From mboxrd@z Thu Jan  1 00:00:00 1970
From: Andrea Arcangeli <andrea@qumranet.com>
Subject: Re: [kvm-devel] performance with guests running 2.4 kernels
	(specifically RHEL3)
Date: Thu, 29 May 2008 16:27:03 +0200
Message-ID: <20080529142703.GJ8086@duo.random>
References: <48318E64.8090706@qumranet.com> <4832DDEB.4000100@qumranet.com> <4835EEF5.9010600@cisco.com> <483D391F.7050007@qumranet.com> <483D6898.2050605@cisco.com> <20080528144850.GX27375@duo.random> <483D7C45.5020300@qumranet.com> <483D7D8D.3030309@cisco.com> <20080528170410.GC8086@duo.random> <483E7EE2.8010508@qumranet.com>
Mime-Version: 1.0
Content-Type: text/plain; charset=us-ascii
Cc: "David S. Ahern" <daahern@cisco.com>, kvm@vger.kernel.org
To: Avi Kivity <avi@qumranet.com>
Return-path: <kvm-owner@vger.kernel.org>
Received: from host36-195-149-62.serverdedicati.aruba.it ([62.149.195.36]:58789
	"EHLO mx.cpushare.com" rhost-flags-OK-OK-OK-OK) by vger.kernel.org
	with ESMTP id S1752982AbYE2O1H (ORCPT <rfc822;kvm@vger.kernel.org>);
	Thu, 29 May 2008 10:27:07 -0400
Content-Disposition: inline
In-Reply-To: <483E7EE2.8010508@qumranet.com>
Sender: kvm-owner@vger.kernel.org
List-ID: <kvm.vger.kernel.org>

On Thu, May 29, 2008 at 01:01:06PM +0300, Avi Kivity wrote:
> No, two:
>
> static inline void set_pte(pte_t *ptep, pte_t pte)
> {
>        ptep->pte_high = pte.pte_high;
>        smp_wmb();
>        ptep->pte_low = pte.pte_low;
> }

Right, that can be 2 or 1 depending on PAE non-PAE, other 2.4
enterprise distro with pte-highmem ships non-PAE kernels by default.

>>>>  - if these accesses trigger flooding, we will have to tear down the
>>>> shadow for this page, only to set it up again soon
>>>>       
>>
>> So the shadow mapping the fixmap area would be tear down by the
>> flooding.
>>   
>
> Before we started patching this, yes.

Ok so now the one/two writes to the guest fixmap virt address are
emulated and the spte isn't tear down.

>
>> Or is the shadow corresponding to the real user pte pointed by the
>> fixmap, that is unshadowed by the flooding, or both/all?
>>
>>   
>
> After we started patching this, no, but with per-page-pte-history, yes 
> (correctly).

So with the per-page-pte-history the shadow representing the guest
user pte that is being modified by page_referenced is unshadowed.

>>>> - an access to the pte (emulted)
::::
Return the part of the email between "Ok so now the" and "page_referenced is unshadowed.", inclusive, copied word for word. The material after the email comes from a separate source.

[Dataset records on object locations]
::::
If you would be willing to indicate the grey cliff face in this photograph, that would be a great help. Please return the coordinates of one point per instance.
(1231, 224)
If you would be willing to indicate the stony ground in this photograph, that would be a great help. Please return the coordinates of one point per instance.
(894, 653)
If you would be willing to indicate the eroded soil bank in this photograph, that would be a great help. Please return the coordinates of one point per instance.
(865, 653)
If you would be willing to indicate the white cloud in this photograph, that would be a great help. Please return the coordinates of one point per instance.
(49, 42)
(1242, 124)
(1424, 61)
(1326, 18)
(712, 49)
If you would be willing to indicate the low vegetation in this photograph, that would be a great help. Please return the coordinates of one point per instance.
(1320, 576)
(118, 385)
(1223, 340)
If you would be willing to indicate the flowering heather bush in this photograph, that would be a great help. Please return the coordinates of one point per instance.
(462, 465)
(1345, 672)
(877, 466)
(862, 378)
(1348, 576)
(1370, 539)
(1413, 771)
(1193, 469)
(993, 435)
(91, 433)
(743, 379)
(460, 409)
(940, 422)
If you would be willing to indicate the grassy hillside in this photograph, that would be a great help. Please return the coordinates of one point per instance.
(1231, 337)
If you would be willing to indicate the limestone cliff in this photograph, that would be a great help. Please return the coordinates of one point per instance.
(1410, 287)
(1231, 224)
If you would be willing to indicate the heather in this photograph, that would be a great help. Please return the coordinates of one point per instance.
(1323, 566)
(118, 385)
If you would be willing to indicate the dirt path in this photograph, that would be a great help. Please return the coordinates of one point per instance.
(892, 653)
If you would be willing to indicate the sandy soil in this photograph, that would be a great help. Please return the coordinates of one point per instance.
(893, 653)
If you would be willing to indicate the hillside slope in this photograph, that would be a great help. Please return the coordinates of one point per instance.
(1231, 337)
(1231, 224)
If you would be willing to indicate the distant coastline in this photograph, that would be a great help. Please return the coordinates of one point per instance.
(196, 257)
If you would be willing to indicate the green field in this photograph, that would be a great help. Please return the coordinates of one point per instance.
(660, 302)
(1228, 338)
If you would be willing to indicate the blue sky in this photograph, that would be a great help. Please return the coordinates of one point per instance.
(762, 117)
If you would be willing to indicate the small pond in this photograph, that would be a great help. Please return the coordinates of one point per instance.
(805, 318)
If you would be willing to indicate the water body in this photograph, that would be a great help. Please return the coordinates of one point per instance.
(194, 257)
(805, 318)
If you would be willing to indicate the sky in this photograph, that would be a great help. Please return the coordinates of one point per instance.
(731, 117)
::::
Finished exercise:
Ok so now the one/two writes to the guest fixmap virt address are
emulated and the spte isn't tear down.

>
>> Or is the shadow corresponding to the real user pte pointed by the
>> fixmap, that is unshadowed by the flooding, or both/all?
>>
>>   
>
> After we started patching this, no, but with per-page-pte-history, yes 
> (correctly).

So with the per-page-pte-history the shadow representing the guest
user pte that is being modified by page_referenced is unshadowed.